:: Short problem A ::
In the Kettle introduction below, rewrite the paragraph beginning "First, you have to download" as a short list of steps, keeping its main facts.
:: Short problem B ::
Pick up the Kettle introduction below right after its final sentence and keep writing.

:: Provided passage ::

Contents |
Introduction to PDI Kettle
Kettle
The Pentaho Data Integration Suite is an Open source ETL (Extract-Transform-Load) application software which enables to migrate and/or convert data and schedule these transformations without any custom code. This Data Integration Suite is a part of Pentaho BI Project for enterprise reporting, analysis, data mining, work flow and obviously ETL jobs. For more informations about the Pentaho BI Project: Pentaho BI Project
This suite is divided in 3 sub-applications:
- Spoon:
Spoon is a graphical tool dedicated to performing jobs and apply transformations to a specified data set (text file, DB data, .xml file, etc...).
- Pan:
Pan is a command line tool dedicated to executing Spoon created transformations. Scheduling transformations is available with Pan and the use of a scheduling jobs tool (ex: Cron on Unix systems).
- Kitchen:
Kitchen is the same as Pan but for jobs and not transformations. Thus, Kitchen may execute Spoon created jobs. However, Kitchen cannot perform scheduling.
Jobs and transformations
With Talend, there is no difference between jobs and transformations. They are both manipulated under the job name. In Kettle, the difference between jobs and transformations is easy to understand. A transformation is a special job like extracting from a database, reading a file, or feeding a database and writing in a file. To sum up, a transformation is dedicated to data migration. A job is a cluster of transformations and simple tasks. For example, a simple task could be creating a file or an archive, deleting a file or verifying the existence of a file. Job is more on a logical schema. You will be given an example further which over shows the difference.
Install and launch
Install Kettle
First, you have to download the Kettle application software on the Pentaho website (Download). Choose the latest stable release. In this article, we used Data Integration v3.0.2. Second, unzip the archive in the directory of your choice. Kettle has been installed. We assume that you unzip the archive under a Kettle directory. Therefore, the file system is like: <root dir>/Kettle/Kettle-version_number/
The whole file system is composed like following:
- <root dir>/Kettle/Kettle-version_number/docs
- <root dir>/Kettle/Kettle-version_number/extra
- <root dir>/Kettle/Kettle-version_number/lib
- <root dir>/Kettle/Kettle-version_number/libext
- <root dir>/Kettle/Kettle-version_number/libswt
- <root dir>/Kettle/Kettle-version_number/META-INF
- <root dir>/Kettle/Kettle-version_number/plugins
- <root dir>/Kettle/Kettle-version_number/pwd
- <root dir>/Kettle/Kettle-version_number/samples
- <root dir>/Kettle/Kettle-version_number/simple-jndi
- <root dir>/Kettle/Kettle-version_number/ui
Launch Kettle's components
There are a .sh (Unix systems) and a .bat (Windows systems) for each component of the PDI Suite. The .sh and .bat executables are at the root of Kettle-version_number.

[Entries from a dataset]
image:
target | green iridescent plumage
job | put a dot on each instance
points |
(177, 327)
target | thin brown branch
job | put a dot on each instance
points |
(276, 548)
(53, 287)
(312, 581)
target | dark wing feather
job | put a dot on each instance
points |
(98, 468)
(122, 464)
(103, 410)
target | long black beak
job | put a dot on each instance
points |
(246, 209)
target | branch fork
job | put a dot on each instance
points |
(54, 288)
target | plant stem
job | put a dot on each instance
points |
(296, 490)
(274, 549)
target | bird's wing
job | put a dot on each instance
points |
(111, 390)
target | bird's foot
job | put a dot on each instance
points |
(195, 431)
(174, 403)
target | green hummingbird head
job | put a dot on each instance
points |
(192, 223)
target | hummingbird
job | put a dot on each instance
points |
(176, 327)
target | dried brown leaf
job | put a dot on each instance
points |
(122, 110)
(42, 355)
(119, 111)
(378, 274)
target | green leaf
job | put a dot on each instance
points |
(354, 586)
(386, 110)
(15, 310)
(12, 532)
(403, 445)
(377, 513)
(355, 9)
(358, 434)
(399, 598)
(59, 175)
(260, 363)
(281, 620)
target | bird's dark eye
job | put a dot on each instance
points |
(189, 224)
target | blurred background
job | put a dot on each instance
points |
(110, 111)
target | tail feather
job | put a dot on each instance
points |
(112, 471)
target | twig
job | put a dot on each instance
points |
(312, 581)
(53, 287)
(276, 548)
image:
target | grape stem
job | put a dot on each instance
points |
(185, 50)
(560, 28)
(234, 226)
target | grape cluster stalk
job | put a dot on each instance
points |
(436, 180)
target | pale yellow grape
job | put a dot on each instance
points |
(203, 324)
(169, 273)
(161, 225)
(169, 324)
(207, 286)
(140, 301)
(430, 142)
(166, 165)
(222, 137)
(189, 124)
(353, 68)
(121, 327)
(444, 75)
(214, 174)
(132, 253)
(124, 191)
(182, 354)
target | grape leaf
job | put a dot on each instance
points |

:: Final result A ::
- Download Kettle from the Pentaho website, choosing the latest stable release (the article used Data Integration v3.0.2).
- Unzip the archive into any directory; Kettle is then installed.
- If the archive is unzipped under a Kettle directory, the file system takes the form <root dir>/Kettle/Kettle-version_number/.

:: Final result B ::
Permissions
Before launching any component, make sure that you have the permissions to execute the program by opening a command console and typing the following command:
~/Kettle/Kettle-3.0.2$ chmod +x *.sh
Launch Spoon
Thus, you may execute the different PDI components. Now you have the required permissions, you may launch any component. To launch Spoon, simply type in in the command line console:
~/Kettle/Kettle-3.0.2$ ./spoon.sh
This will open the Spoon graphical tool. You will be shown how it works further.
Launch Pan
To launch Pan, you should have first created a spoon transformation to be able to launch it via Pan. Then, you can execute the transformation specifying the user, the password, the repository and the transformation name. In the console, type in:
~/Kettle/Kettle-3.0.2$ ./pan.sh -user=user_name -pass=password -rep=repository_name -trans=transformation_name
This will perform the transformation directly without using Spoon.
Launch Kitchen
To launch Kitchen, proceed as for Pan but not for a transformation but for a job. In the console, type in:
~/Kettle/Kettle-3.0.2$ ./kitchen.sh -user=user_name -pass=password -rep=repository_name -job=job_name
This will execute the specified job directly without opening Spoon.
Execution
Method
Creating a new repository or using an existing one
This part is dedicated to showing how the Spoon component works. Once you launched Spoon (fig.1), you will be asked to specify a new repository (or use an existing one).
fig.1
To create a new repository, click on 'New' on the right hand side of the repository field. On the repository informations window (fig.2), click on 'New connection' on the upper right hand side and fill in all the required informations concerning your database settings.
fig.2
Once the fields filled in, you can test if the connection is working OK. Then, click 'OK'. Give a name to this new repository and click 'OK' again. Finally, use the Kettle login and password (by default: admin, admin). This will open the Spoon window (fig.3).
fig.3
To directly use an existing repository, just fill in the Kettle login and password.
Creating a new job or a new transformation
To create a new job, click on 'New' -> 'Job'; a new job window will be opened and all the different tasks will be available on the left hand side (fig.4).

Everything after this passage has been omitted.